▸ INSTRUCTIONS TO FOLLOW
Set down each record exactly as written.

*** DATA EXTRACT

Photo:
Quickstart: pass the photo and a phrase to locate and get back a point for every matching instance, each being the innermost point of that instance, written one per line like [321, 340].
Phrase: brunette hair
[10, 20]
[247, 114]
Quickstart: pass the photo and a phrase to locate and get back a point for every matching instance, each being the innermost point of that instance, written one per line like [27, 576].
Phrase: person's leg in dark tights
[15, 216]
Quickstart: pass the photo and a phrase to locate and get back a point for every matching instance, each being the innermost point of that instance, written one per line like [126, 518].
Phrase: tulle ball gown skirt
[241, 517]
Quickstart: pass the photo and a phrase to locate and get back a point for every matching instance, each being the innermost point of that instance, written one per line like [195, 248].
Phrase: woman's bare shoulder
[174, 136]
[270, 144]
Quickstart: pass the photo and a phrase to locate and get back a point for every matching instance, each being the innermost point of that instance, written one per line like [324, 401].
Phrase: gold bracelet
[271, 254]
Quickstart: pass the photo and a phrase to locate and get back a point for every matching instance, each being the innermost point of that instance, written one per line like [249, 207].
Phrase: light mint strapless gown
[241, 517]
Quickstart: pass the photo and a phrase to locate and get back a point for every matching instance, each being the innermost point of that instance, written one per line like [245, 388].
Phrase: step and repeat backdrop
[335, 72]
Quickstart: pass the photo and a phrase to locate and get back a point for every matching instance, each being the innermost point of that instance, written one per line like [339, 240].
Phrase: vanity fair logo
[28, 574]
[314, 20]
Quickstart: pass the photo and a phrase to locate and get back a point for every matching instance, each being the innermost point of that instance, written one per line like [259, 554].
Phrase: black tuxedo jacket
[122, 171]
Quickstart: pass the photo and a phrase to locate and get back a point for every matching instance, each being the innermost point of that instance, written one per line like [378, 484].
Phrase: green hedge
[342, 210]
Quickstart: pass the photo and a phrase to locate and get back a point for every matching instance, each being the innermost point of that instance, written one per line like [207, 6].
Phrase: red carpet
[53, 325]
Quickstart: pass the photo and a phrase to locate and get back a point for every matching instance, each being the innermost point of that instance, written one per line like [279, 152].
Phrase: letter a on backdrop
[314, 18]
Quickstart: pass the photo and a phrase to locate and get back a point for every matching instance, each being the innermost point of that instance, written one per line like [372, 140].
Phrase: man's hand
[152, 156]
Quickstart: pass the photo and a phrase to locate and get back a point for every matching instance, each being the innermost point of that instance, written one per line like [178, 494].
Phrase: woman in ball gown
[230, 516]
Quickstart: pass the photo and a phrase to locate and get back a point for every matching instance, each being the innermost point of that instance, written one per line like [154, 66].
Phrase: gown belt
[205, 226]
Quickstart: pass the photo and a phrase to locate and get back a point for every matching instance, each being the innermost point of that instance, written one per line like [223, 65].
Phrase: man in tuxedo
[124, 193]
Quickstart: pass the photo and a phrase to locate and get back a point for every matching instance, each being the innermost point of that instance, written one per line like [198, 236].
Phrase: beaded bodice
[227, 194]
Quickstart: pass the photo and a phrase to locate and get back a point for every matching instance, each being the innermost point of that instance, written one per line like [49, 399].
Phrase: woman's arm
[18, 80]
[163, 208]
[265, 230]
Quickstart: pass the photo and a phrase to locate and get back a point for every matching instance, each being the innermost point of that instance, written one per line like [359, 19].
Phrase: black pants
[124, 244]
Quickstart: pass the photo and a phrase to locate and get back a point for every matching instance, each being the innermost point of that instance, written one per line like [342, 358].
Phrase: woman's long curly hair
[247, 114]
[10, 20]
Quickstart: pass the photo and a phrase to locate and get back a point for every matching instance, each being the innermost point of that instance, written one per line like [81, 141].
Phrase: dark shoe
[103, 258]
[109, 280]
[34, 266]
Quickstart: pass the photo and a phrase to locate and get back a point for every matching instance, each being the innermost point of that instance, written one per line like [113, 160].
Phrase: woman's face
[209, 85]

******

▸ THE RESULT
Photo:
Quickstart: pass the photo and a phrase to locate and get back a point for every matching instance, each being the innermost point of that instance, written one per line like [321, 340].
Phrase: brunette hair
[10, 20]
[247, 114]
Quickstart: pass the photo and a phrase to locate and get back a point for every matching instance, each being the innermost point of that instance, written one per line like [27, 576].
Phrase: person's leg in dark tights
[15, 216]
Quickstart: pass the photo and a phrase to locate and get back a point for every matching instance, each being the innermost point of that instance, written one per line like [126, 518].
Phrase: tulle ball gown skirt
[241, 517]
Quickstart: pass the photo and a phrase to locate and get back a point for every matching instance, each being the innermost point of that instance, written one per line like [195, 248].
Phrase: woman's bare shoulder
[174, 136]
[270, 144]
Quickstart: pass the photo and a phrase to locate and get back a point for every matching instance, each being the innermost point of that instance, written one per line like [324, 401].
Phrase: gold bracelet
[271, 254]
Quickstart: pass the photo and a phrase to locate and get back a point for every matching instance, each being the innermost point of that instance, written one per line like [249, 207].
Phrase: light mint strapless gown
[241, 517]
Quickstart: pass the photo and a phrase to locate and get back a point for every matching instance, each being the innermost point of that instance, written one per line like [245, 388].
Phrase: step and repeat backdrop
[335, 72]
Quickstart: pass the photo and a phrase to locate and get back a point for every matching instance, each being the innermost point of that instance, written one per line like [339, 240].
Phrase: vanity fair logo
[28, 574]
[314, 20]
Quickstart: pass the photo and a phrase to locate and get back a point for every matching instance, each being the innermost point of that instance, written one per line like [259, 554].
Phrase: black tuxedo jacket
[122, 171]
Quickstart: pass the photo and a phrase to locate and get back a point for every matching instance, each being the innermost point of that instance, written one per line like [378, 484].
Phrase: green hedge
[342, 210]
Quickstart: pass the photo and a phrase to locate and get back a point for every matching instance, each being the innermost point of that instance, written one per line like [207, 6].
Phrase: red carpet
[53, 325]
Quickstart: pass the photo and a phrase to locate and get back a point for every matching instance, each being the innermost point of that instance, written one per line like [279, 152].
Phrase: letter a on backdrop
[314, 18]
Quickstart: pass the photo and a phrase to locate and get back a point for every matching instance, each being the innermost point of that instance, written one per line like [372, 140].
Phrase: man's hand
[152, 156]
Quickstart: pass the photo and a phrase to locate and get back a point for every matching instance, each being the innermost point of that instance, written one per line like [178, 494].
Phrase: woman in ball gown
[230, 516]
Quickstart: pass the photo and a phrase to locate and get back a point for every matching instance, each being the innermost point of that instance, written one per line like [154, 66].
Phrase: gown belt
[205, 226]
Quickstart: pass the photo and a phrase to locate and get back a point for every matching instance, each being the innermost point of that instance, written one per line like [223, 65].
Phrase: man in tuxedo
[124, 193]
Quickstart: pass the photo and a phrase to locate and get back a point for every matching instance, each being the innermost point of that instance, written one per line like [198, 236].
Phrase: beaded bodice
[227, 194]
Quickstart: pass the photo and a phrase to locate and get back a point for every matching instance, each being the innermost point of that instance, written one per line like [49, 399].
Phrase: woman's arm
[18, 80]
[163, 208]
[265, 230]
Quickstart: pass the photo and a phrase to locate and get back a point for every matching instance, each being the innermost point of that instance, written one per line like [359, 19].
Phrase: black pants
[124, 244]
Quickstart: pass the photo and a phrase to locate and get back a point for every matching instance, each being the innermost point of that instance, written one per line like [342, 358].
Phrase: woman's long curly hair
[247, 114]
[10, 20]
Quickstart: pass the photo and a phrase to locate and get back a point for every matching instance, each being the innermost point of that instance, written one per line like [81, 141].
Phrase: dark shoe
[103, 258]
[109, 280]
[34, 266]
Quickstart: pass the photo and a phrase to locate and get back a point for every matching instance, each being the innermost point of that instance, written one per line like [113, 160].
Phrase: woman's face
[209, 85]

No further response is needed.